Your objective> Quote all of the data below word for word, leaving out the pictures.

Task input>
* begin *

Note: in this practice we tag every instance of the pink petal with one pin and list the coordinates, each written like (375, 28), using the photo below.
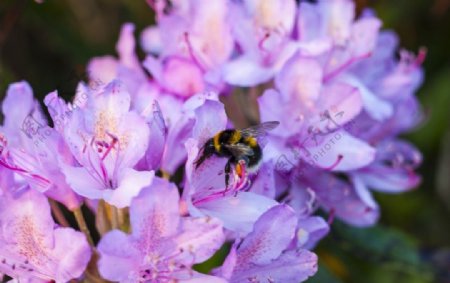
(118, 256)
(131, 182)
(246, 72)
(102, 69)
(339, 151)
(238, 213)
(291, 266)
(300, 79)
(73, 253)
(155, 213)
(200, 236)
(271, 235)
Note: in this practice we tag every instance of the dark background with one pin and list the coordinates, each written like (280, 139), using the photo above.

* end *

Completed task>
Note: in this practice we tag every instance of the pink petal with one pin and list the coordinates, each written like (375, 28), using the photo below.
(118, 256)
(131, 182)
(246, 72)
(102, 69)
(339, 151)
(238, 213)
(291, 266)
(300, 79)
(73, 253)
(155, 213)
(200, 236)
(271, 235)
Note: in this practice we tag every instance of the dark background with one pin and list the coordinates, each written like (280, 139), using the photo above.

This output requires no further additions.